**RECORDS FOR PROCESSING:**
+++
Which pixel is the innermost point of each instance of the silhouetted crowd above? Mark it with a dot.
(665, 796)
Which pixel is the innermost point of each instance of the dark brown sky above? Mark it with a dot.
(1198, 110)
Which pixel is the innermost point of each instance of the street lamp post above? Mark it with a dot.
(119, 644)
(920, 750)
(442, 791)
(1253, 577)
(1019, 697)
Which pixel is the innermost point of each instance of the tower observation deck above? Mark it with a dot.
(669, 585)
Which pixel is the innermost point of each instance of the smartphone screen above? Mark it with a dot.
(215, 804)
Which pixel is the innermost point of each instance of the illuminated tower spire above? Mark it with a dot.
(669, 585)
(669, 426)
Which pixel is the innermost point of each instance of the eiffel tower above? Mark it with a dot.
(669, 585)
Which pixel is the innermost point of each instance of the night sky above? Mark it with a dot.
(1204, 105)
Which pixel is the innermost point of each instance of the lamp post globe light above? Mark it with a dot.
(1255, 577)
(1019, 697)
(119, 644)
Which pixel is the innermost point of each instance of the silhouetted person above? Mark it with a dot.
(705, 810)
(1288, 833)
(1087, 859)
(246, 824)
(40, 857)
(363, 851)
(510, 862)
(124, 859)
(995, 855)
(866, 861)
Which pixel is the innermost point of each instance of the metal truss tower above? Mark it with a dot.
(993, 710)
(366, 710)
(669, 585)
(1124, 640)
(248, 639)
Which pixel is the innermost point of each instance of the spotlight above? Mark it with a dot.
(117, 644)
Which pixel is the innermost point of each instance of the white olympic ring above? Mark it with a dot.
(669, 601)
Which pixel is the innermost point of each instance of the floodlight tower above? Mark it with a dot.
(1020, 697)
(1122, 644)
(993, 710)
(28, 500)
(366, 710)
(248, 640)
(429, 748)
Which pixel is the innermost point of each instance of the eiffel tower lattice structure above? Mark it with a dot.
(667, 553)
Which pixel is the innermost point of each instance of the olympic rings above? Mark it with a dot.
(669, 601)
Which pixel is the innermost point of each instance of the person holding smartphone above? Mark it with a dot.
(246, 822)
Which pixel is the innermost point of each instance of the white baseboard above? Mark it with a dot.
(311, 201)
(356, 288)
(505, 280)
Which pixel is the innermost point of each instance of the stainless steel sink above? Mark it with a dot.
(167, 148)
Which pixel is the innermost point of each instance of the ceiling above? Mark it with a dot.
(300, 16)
+++
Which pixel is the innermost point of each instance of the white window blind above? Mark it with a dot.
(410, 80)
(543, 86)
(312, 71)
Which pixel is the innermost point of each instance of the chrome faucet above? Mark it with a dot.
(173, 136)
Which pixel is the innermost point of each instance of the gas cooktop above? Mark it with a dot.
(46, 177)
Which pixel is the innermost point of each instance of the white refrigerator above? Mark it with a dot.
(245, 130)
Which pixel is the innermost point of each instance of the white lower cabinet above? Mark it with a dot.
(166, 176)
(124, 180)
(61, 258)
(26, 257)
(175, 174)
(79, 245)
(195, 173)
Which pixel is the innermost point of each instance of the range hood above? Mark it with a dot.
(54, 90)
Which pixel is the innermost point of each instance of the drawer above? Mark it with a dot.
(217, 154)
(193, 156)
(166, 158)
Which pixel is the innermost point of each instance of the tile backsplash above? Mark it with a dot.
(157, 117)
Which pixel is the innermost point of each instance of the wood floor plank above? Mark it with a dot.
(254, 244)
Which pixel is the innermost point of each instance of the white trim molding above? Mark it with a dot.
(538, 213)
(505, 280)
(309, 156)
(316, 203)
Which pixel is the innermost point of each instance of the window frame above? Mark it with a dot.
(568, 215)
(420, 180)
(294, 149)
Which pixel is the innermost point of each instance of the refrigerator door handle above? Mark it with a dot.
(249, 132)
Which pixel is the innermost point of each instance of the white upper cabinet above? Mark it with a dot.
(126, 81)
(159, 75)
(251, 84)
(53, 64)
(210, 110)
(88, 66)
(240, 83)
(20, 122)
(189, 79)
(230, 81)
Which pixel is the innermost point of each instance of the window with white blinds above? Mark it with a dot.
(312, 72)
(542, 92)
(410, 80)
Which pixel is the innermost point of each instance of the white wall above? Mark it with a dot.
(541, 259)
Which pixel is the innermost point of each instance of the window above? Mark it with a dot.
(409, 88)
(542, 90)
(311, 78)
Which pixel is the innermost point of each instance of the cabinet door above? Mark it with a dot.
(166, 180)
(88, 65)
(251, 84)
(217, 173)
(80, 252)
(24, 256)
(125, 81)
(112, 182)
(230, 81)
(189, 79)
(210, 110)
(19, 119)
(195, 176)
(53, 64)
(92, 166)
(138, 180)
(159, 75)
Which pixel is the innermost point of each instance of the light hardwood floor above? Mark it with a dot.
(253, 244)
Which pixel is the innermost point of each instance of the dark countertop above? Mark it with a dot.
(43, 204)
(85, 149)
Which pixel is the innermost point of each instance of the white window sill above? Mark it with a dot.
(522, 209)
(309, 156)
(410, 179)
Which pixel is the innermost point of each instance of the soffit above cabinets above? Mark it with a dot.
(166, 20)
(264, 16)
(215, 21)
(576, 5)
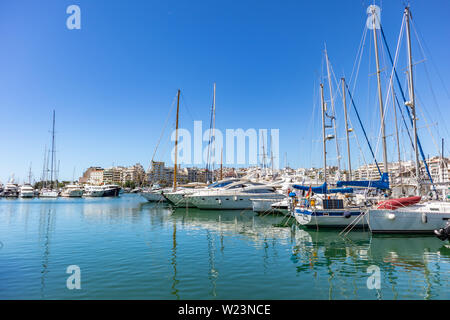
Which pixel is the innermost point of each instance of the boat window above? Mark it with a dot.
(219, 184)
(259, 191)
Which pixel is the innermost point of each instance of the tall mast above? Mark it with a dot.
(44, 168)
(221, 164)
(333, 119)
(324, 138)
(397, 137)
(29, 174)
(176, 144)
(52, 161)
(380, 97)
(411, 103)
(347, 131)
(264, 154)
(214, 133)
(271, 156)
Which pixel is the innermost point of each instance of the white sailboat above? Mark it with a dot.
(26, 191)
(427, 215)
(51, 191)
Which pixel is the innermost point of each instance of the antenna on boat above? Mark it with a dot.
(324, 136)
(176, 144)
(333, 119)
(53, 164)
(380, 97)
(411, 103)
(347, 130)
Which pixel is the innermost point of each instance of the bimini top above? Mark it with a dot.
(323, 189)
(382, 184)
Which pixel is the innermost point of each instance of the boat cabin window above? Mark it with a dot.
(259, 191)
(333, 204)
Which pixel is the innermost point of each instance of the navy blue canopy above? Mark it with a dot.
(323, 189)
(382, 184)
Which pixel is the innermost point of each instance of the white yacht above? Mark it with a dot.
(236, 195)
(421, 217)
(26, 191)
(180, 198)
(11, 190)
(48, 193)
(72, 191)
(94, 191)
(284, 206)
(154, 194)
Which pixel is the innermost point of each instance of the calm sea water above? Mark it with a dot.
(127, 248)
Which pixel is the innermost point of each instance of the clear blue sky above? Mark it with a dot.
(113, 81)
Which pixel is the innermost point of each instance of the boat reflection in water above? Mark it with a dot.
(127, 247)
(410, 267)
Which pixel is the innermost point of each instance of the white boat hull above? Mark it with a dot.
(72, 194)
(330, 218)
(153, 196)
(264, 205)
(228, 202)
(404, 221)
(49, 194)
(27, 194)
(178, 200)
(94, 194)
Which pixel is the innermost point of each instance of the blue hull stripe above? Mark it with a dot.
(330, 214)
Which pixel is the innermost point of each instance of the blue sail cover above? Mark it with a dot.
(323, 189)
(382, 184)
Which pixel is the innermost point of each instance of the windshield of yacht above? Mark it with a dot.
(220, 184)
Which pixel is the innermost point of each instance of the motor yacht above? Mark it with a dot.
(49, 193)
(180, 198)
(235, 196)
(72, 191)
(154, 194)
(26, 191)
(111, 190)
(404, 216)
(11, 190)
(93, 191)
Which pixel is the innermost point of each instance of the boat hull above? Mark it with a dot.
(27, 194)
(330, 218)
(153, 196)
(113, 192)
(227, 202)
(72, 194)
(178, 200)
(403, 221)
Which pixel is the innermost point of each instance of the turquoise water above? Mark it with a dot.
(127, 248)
+++
**TASK DETAILS:**
List every line of the records above that contains the word "lamp".

**EXPECTED ANSWER:**
Which pixel is the innermost point of each instance of the street lamp post above? Mark it with a dot.
Which pixel is the innermost point of each instance of the lamp post globe light above? Mark it with a dot.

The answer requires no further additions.